> Short exercise:
Count the lines in the material below that contain the string "nose", and reply with that number alone.

####

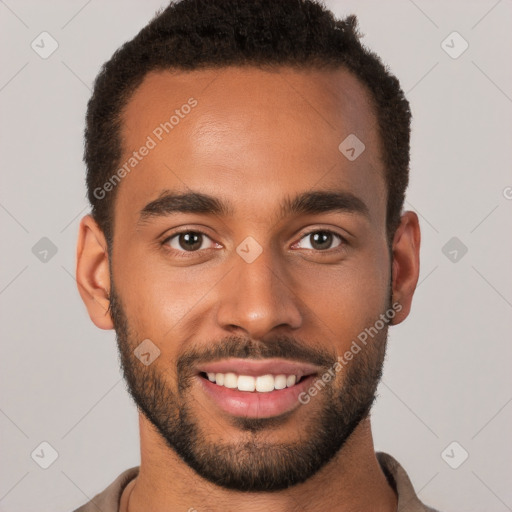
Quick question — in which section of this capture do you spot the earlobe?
[391,211,421,325]
[76,215,114,329]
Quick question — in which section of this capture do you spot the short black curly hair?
[84,0,411,247]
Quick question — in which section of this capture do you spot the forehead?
[116,67,386,228]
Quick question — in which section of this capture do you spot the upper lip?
[197,358,319,380]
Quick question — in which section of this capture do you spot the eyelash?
[162,229,348,258]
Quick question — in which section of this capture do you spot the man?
[77,0,433,512]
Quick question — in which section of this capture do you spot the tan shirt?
[74,452,438,512]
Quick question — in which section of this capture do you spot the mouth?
[197,359,319,418]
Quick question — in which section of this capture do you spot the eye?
[294,229,345,251]
[163,231,213,252]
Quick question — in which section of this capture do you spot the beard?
[110,276,391,492]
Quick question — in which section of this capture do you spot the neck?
[120,415,397,512]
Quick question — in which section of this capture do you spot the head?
[77,0,420,491]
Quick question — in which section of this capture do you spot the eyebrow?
[139,190,370,222]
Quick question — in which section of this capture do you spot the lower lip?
[197,375,315,418]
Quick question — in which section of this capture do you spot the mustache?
[177,336,337,378]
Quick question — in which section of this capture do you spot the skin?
[77,68,420,512]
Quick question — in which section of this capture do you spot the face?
[82,68,412,491]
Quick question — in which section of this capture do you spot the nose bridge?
[217,237,302,338]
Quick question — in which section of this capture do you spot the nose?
[217,244,303,339]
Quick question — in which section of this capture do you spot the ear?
[76,215,114,329]
[391,211,421,325]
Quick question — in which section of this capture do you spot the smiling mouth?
[199,372,310,393]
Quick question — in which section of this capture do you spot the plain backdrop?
[0,0,512,512]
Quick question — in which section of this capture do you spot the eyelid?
[293,228,348,254]
[161,226,348,258]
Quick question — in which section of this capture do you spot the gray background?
[0,0,512,512]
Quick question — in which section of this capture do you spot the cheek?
[299,249,390,346]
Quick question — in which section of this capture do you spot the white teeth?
[207,372,297,393]
[224,373,238,389]
[238,375,256,391]
[256,375,274,393]
[274,375,286,389]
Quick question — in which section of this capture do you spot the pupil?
[180,232,201,251]
[313,231,332,249]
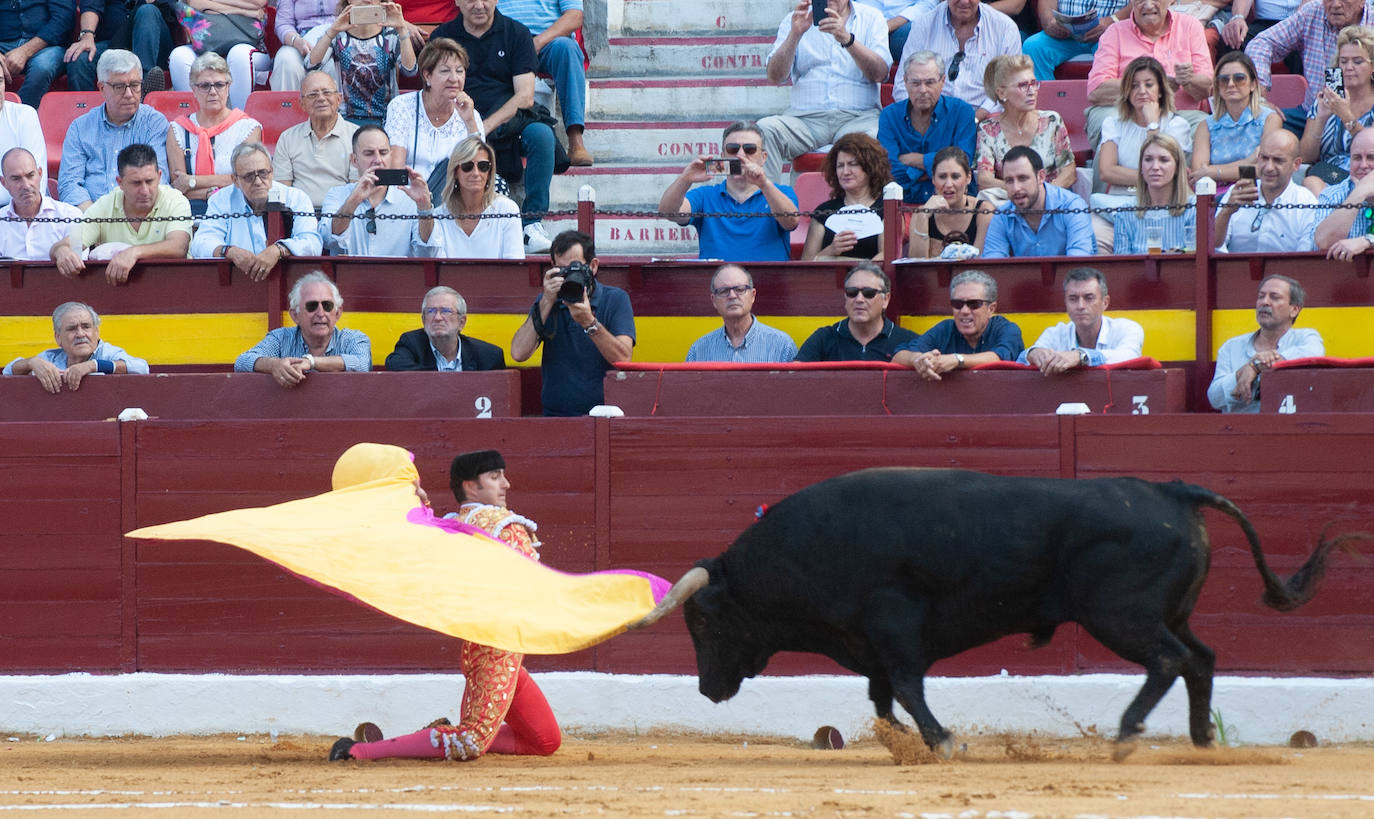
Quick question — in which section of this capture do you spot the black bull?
[635,469,1344,757]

####

> Task result:
2